* DIRECTIVE 1: From the passage on Georgia's public-private partnership law, list every transportation project that it gives as an example of what the new law could cover.
* DIRECTIVE 2: According to the passage on Georgia's public-private partnership law, on what date did Gov. Nathan Deal sign Senate Bill 59 into law?
* DIRECTIVE 3: Resume the passage on Georgia's public-private partnership law, picking up after its final sentence.

* TEXT:
######
Recent developments in Georgia, from the General Assembly’s recent legislative session to a new residence hall project for the State University System of Georgia, show that the use of public-private partnerships (or P3s) in the state is gaining serious traction, with more P3 projects likely on the horizon.

The Partnership for Public Facilities and Infrastructure Act of 2015

On May 5, 2015, Georgia Gov. Nathan Deal signed Senate Bill 59, the “Partnership for Public Facilities and Infrastructure Act,” into law. The governor’s signature brings successful closure to a multi-year effort by state Sen. Hunter Hill (R, 6th Dist.) and his co-sponsors in the General Assembly to bring this enabling legislation for so-called “vertical construction” P3s into the Georgia Code and allow public entities at all levels of state government and the private sector to partner to design, build, finance, lease, operate and/or maintain qualifying projects.

Speaking just the day after the law’s signing on a panel at the Georgia Construction Finance Conference in Atlanta, Sen. Hill stated that he and the other drafters looked to similar legislation in Virginia, Florida, Texas and other states in crafting the legislation. The law joins existing P3-enabling statutes covering water resources and highway transportation in Georgia.

The new law applies to such “qualifying projects” (defined broadly as “meeting a public purpose or a public need”) requires the adoption of P3 guidelines to govern the procurement of such projects, sets forth requirements for comprehensive agreements between the public and private sector entities, and sanctions the acceptance of both solicited proposals and unsolicited proposals from private sector bidders. While the new law expressly does not apply to facilities that generate electric power, provide communications, cable, or video services, or contain water reservoirs, the new law could be used for a broad range of infrastructure and facilities, including water and wastewater facilities, stormwater projects, solid-waste facilities, and all manner of so-called “social infrastructure” projects (e.g., schools, police and fire stations, courthouses, detention centers, public housing, mixed-use developments and civic centers), as well as transportation projects (e.g., ports, airports, railways, bridges, roads and highways), among many others.
######
* GIVEN DATA:
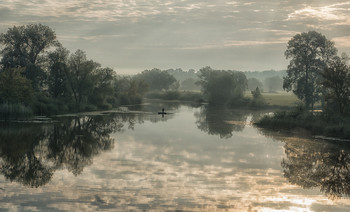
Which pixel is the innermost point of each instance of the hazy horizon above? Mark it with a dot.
(132, 36)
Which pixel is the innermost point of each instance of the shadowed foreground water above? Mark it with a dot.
(193, 159)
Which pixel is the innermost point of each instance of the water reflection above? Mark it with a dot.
(30, 153)
(220, 121)
(318, 164)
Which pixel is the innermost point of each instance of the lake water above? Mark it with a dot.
(193, 159)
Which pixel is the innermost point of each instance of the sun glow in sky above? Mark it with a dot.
(133, 35)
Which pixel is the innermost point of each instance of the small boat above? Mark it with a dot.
(162, 113)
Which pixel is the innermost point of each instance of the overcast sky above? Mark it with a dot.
(133, 35)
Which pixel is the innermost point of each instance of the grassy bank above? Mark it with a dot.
(10, 111)
(316, 123)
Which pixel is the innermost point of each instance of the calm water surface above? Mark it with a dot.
(193, 159)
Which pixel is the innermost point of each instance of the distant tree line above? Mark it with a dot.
(38, 73)
(315, 74)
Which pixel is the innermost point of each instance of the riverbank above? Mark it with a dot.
(318, 124)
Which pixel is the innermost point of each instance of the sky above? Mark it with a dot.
(134, 35)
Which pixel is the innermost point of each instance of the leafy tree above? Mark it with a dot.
(336, 80)
(14, 88)
(258, 99)
(103, 88)
(273, 84)
(81, 73)
(157, 79)
(253, 83)
(222, 87)
(58, 68)
(309, 53)
(189, 84)
(24, 47)
(129, 90)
######
* FINAL RESULT 1: Ports, airports, railways, bridges, roads, highways

* FINAL RESULT 2: May 5, 2015

* FINAL RESULT 3:
The legislation is a tool that governmental entities may use to provide an equitable framework for both the procurement of these projects and the governance of the resulting multi-year partnerships between private and public sector entities. Any Georgia county, municipality, consolidated government, board of education or any other local authority (e.g., sewer or water authority) created under Georgia law can utilize the new law, as well as any state agency, department, bureau, board, commission, or authority of the State of Georgia (including the Board of Regents of the University System of Georgia).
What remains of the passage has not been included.